── Excerpt provided

Location
- 1800 Grand Ave Des Moines, Iowa
- Coordinates: 41°35′3″N 93°38′31″W﻿ / ﻿41.58417°N 93.64194°W

Information
- Established: c. 1982
- Website: https://centralcampus.dmschools.org/

= Central Campus (Des Moines, Iowa) =

Public magnet school in Des Moines

Central Campus is a public magnet school in the Des Moines Independent Community School District supplying elective and artistic classes with over 2,000 students participating in their programs from high schools in Des Moines, Iowa.

Central Campus provides optional elective and artistic educational programs for students in East, Hoover, Lincoln, North, and Roosevelt high schools, students from other schools around Iowa can also make course requests. Students do not spend the whole school day in Central Campus as they would in a traditional high school, students stay for the time of classes that they are enrolled in, later returning to the high school they are also enrolled in for their remaining classes. Students are offered scheduled bus routes to and from Central Campus and their high school. Students can participate in classes such as aviation, culinary, anatomy, marine biology, broadcasting and many more. The school also offers many college credit courses from nearby DMACC, free of charge to students. The campus formerly had its own radio station (KDPS 88.1) led by its students.

────
── Supplied data

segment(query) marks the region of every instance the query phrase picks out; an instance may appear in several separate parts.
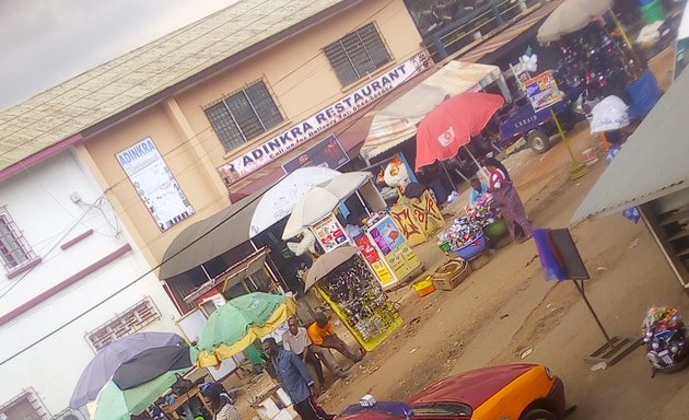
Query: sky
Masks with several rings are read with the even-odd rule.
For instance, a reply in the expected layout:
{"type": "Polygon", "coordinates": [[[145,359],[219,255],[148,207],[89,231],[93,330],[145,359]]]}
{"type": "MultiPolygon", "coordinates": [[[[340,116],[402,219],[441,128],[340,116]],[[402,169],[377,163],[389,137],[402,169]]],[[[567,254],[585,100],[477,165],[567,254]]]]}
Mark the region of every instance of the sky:
{"type": "Polygon", "coordinates": [[[238,0],[0,0],[0,109],[238,0]]]}

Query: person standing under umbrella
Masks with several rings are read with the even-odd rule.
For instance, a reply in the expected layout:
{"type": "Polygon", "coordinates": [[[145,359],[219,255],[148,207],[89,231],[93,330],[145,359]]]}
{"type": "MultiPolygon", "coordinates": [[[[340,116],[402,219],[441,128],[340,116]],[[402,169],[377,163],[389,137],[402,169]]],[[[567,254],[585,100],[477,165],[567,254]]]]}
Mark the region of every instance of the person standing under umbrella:
{"type": "Polygon", "coordinates": [[[311,350],[311,339],[308,339],[306,328],[299,326],[299,320],[295,316],[288,319],[288,327],[290,329],[282,335],[282,346],[284,350],[293,352],[302,359],[304,363],[308,363],[314,368],[316,376],[318,376],[318,382],[320,383],[320,389],[323,390],[325,387],[323,365],[318,357],[316,357],[316,353],[311,350]]]}
{"type": "Polygon", "coordinates": [[[213,420],[242,420],[240,411],[232,405],[232,400],[220,384],[210,384],[201,394],[208,398],[213,410],[213,420]]]}
{"type": "Polygon", "coordinates": [[[334,419],[334,416],[314,404],[313,399],[319,395],[318,388],[306,364],[296,354],[281,350],[272,337],[264,340],[264,352],[268,355],[272,372],[279,377],[302,420],[334,419]]]}
{"type": "Polygon", "coordinates": [[[516,238],[516,226],[519,226],[524,234],[524,241],[528,240],[532,237],[532,223],[526,215],[526,210],[524,210],[524,205],[512,183],[507,168],[494,158],[483,160],[483,166],[490,172],[488,192],[493,195],[502,211],[507,223],[510,237],[516,238]]]}

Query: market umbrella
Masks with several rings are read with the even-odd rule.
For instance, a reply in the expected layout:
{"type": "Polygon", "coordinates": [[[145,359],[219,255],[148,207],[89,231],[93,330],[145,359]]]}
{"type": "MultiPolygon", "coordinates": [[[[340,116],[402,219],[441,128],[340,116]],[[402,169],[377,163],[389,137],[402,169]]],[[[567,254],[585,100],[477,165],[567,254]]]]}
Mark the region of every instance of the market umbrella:
{"type": "Polygon", "coordinates": [[[69,406],[77,409],[93,401],[117,368],[142,351],[182,342],[184,339],[172,332],[136,332],[110,342],[96,353],[81,373],[69,406]]]}
{"type": "Polygon", "coordinates": [[[629,126],[629,106],[618,96],[610,95],[591,110],[591,132],[619,130],[629,126]]]}
{"type": "Polygon", "coordinates": [[[430,112],[417,128],[416,170],[454,158],[504,104],[491,93],[467,92],[453,96],[430,112]]]}
{"type": "Polygon", "coordinates": [[[560,39],[585,27],[592,19],[610,10],[612,0],[567,0],[548,15],[538,28],[536,38],[541,43],[560,39]]]}
{"type": "Polygon", "coordinates": [[[176,381],[176,374],[184,375],[189,368],[170,371],[153,381],[130,389],[120,389],[109,381],[101,390],[92,410],[93,420],[130,420],[160,398],[176,381]]]}
{"type": "Polygon", "coordinates": [[[282,231],[282,240],[291,240],[304,228],[330,214],[341,200],[354,194],[371,176],[367,172],[348,172],[311,188],[294,206],[282,231]]]}
{"type": "Polygon", "coordinates": [[[304,290],[311,289],[318,280],[323,279],[329,275],[330,271],[348,261],[358,252],[359,248],[353,246],[340,246],[339,248],[332,249],[318,257],[308,269],[306,280],[304,281],[304,290]]]}
{"type": "Polygon", "coordinates": [[[166,346],[144,350],[133,359],[122,363],[113,382],[120,389],[130,389],[152,381],[168,371],[191,368],[189,348],[186,346],[166,346]]]}
{"type": "Polygon", "coordinates": [[[191,360],[201,368],[214,366],[270,334],[296,313],[294,299],[254,292],[227,301],[206,322],[191,360]]]}

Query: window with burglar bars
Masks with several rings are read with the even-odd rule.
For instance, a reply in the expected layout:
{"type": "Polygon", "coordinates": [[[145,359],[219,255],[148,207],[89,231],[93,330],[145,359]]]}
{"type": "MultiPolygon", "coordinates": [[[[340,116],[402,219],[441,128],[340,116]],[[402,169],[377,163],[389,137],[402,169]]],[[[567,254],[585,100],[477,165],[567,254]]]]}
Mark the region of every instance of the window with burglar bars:
{"type": "Polygon", "coordinates": [[[226,151],[284,120],[262,80],[203,109],[226,151]]]}
{"type": "Polygon", "coordinates": [[[347,86],[383,65],[390,54],[375,23],[370,23],[324,48],[337,78],[347,86]]]}
{"type": "Polygon", "coordinates": [[[0,258],[8,272],[36,258],[36,254],[8,212],[7,206],[0,207],[0,258]]]}
{"type": "Polygon", "coordinates": [[[140,301],[98,328],[86,334],[86,339],[97,351],[117,340],[129,336],[161,317],[150,298],[140,301]]]}

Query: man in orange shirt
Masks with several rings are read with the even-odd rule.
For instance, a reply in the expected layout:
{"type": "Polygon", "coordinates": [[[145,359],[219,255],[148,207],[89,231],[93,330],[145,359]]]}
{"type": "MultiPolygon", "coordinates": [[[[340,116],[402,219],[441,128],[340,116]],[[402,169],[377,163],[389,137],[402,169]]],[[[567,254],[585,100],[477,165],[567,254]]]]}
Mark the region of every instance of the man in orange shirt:
{"type": "Polygon", "coordinates": [[[363,350],[353,353],[347,343],[335,334],[335,327],[332,323],[324,313],[316,313],[316,322],[308,326],[308,338],[311,342],[317,347],[324,349],[337,350],[340,354],[351,360],[352,362],[359,362],[363,359],[363,350]]]}

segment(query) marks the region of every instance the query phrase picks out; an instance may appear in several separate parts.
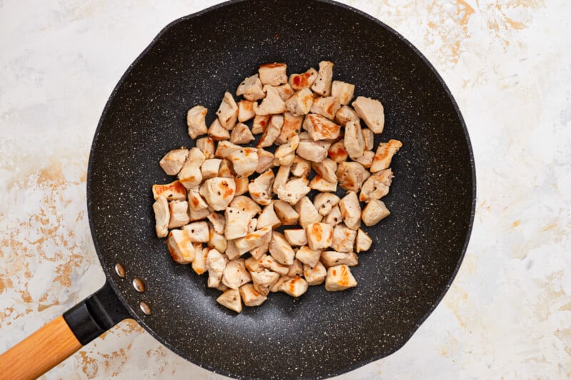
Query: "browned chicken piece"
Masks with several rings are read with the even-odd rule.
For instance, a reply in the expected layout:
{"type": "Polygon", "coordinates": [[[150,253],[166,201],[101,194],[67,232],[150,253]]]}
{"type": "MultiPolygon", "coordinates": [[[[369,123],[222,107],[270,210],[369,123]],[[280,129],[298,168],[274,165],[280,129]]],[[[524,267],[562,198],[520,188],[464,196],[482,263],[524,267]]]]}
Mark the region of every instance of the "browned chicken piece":
{"type": "Polygon", "coordinates": [[[333,227],[326,223],[313,223],[305,228],[308,245],[314,251],[320,251],[331,246],[333,227]]]}
{"type": "Polygon", "coordinates": [[[268,169],[248,185],[250,196],[258,205],[266,206],[271,202],[273,179],[273,172],[268,169]]]}
{"type": "Polygon", "coordinates": [[[240,299],[240,292],[233,289],[224,291],[216,299],[216,302],[237,313],[242,312],[242,301],[240,299]]]}
{"type": "Polygon", "coordinates": [[[328,61],[322,61],[319,63],[319,71],[315,81],[311,85],[311,89],[321,96],[329,96],[331,95],[331,81],[333,78],[333,63],[328,61]]]}
{"type": "Polygon", "coordinates": [[[194,247],[186,232],[173,230],[168,232],[166,246],[173,260],[178,264],[188,264],[194,260],[194,247]]]}
{"type": "Polygon", "coordinates": [[[335,96],[318,97],[313,98],[310,112],[333,120],[340,106],[339,98],[335,96]]]}
{"type": "MultiPolygon", "coordinates": [[[[299,225],[305,228],[311,223],[320,222],[323,217],[318,212],[317,209],[307,197],[301,198],[296,204],[295,212],[299,214],[299,225]]],[[[307,243],[304,243],[307,244],[307,243]]]]}
{"type": "Polygon", "coordinates": [[[286,102],[286,108],[294,116],[307,115],[313,104],[313,93],[309,88],[296,91],[286,102]]]}
{"type": "Polygon", "coordinates": [[[345,225],[351,230],[358,230],[361,221],[361,206],[357,193],[349,191],[339,202],[339,210],[345,225]]]}
{"type": "Polygon", "coordinates": [[[388,143],[380,143],[373,158],[370,171],[375,173],[389,168],[393,156],[402,146],[403,143],[398,140],[389,140],[388,143]]]}
{"type": "Polygon", "coordinates": [[[365,206],[361,217],[365,225],[371,226],[376,225],[390,215],[390,211],[385,205],[384,202],[373,200],[365,206]]]}
{"type": "Polygon", "coordinates": [[[186,188],[178,180],[166,185],[153,185],[153,197],[155,200],[161,195],[167,200],[184,200],[186,199],[186,188]]]}
{"type": "Polygon", "coordinates": [[[379,101],[358,96],[353,102],[353,108],[371,130],[375,133],[383,133],[385,128],[385,108],[379,101]]]}
{"type": "MultiPolygon", "coordinates": [[[[266,94],[264,94],[266,96],[266,94]]],[[[256,116],[254,112],[254,102],[251,101],[240,101],[238,102],[238,121],[243,123],[253,118],[256,116]]]]}
{"type": "Polygon", "coordinates": [[[280,96],[276,87],[266,85],[263,86],[266,98],[258,105],[254,103],[254,112],[256,115],[276,115],[286,112],[286,102],[280,96]]]}
{"type": "Polygon", "coordinates": [[[363,155],[365,151],[365,140],[363,138],[361,125],[358,120],[350,120],[345,125],[343,145],[352,159],[355,160],[363,155]]]}
{"type": "Polygon", "coordinates": [[[195,106],[186,113],[186,125],[188,127],[188,135],[193,140],[201,135],[206,134],[208,128],[206,128],[205,119],[208,110],[202,106],[195,106]]]}
{"type": "Polygon", "coordinates": [[[254,136],[250,131],[250,128],[242,123],[236,124],[230,135],[230,142],[233,144],[247,144],[254,140],[254,136]]]}
{"type": "Polygon", "coordinates": [[[171,212],[168,210],[168,201],[163,196],[153,203],[153,211],[155,212],[155,230],[158,237],[166,237],[168,234],[168,222],[171,220],[171,212]]]}
{"type": "Polygon", "coordinates": [[[297,224],[299,215],[287,202],[283,200],[275,201],[273,202],[273,209],[276,210],[276,215],[278,215],[282,225],[292,225],[297,224]]]}
{"type": "Polygon", "coordinates": [[[186,200],[173,200],[168,202],[171,219],[168,228],[176,228],[188,224],[188,202],[186,200]]]}
{"type": "Polygon", "coordinates": [[[279,86],[288,82],[286,73],[288,66],[286,63],[266,63],[258,69],[262,84],[279,86]]]}
{"type": "Polygon", "coordinates": [[[288,83],[294,90],[309,88],[317,79],[317,70],[312,67],[301,74],[291,74],[288,83]]]}
{"type": "Polygon", "coordinates": [[[343,126],[345,126],[350,120],[359,120],[359,116],[353,108],[348,106],[343,106],[335,114],[335,123],[343,126]]]}
{"type": "Polygon", "coordinates": [[[166,153],[158,164],[167,175],[176,175],[182,169],[187,157],[188,157],[188,149],[183,148],[173,149],[166,153]]]}
{"type": "Polygon", "coordinates": [[[356,286],[357,281],[347,265],[338,265],[327,269],[325,290],[328,292],[338,292],[356,286]]]}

────

What is required:
Reproduce the part of the Central Campus text starting with "Information" and going on through "Des Moines, Iowa.".

Your solution:
Information
- Established: c. 1982
- Website: https://centralcampus.dmschools.org/

= Central Campus (Des Moines, Iowa) =

Public magnet school in Des Moines

Central Campus is a public magnet school in the Des Moines Independent Community School District supplying elective and artistic classes with over 2,000 students participating in their programs from high schools in Des Moines, Iowa.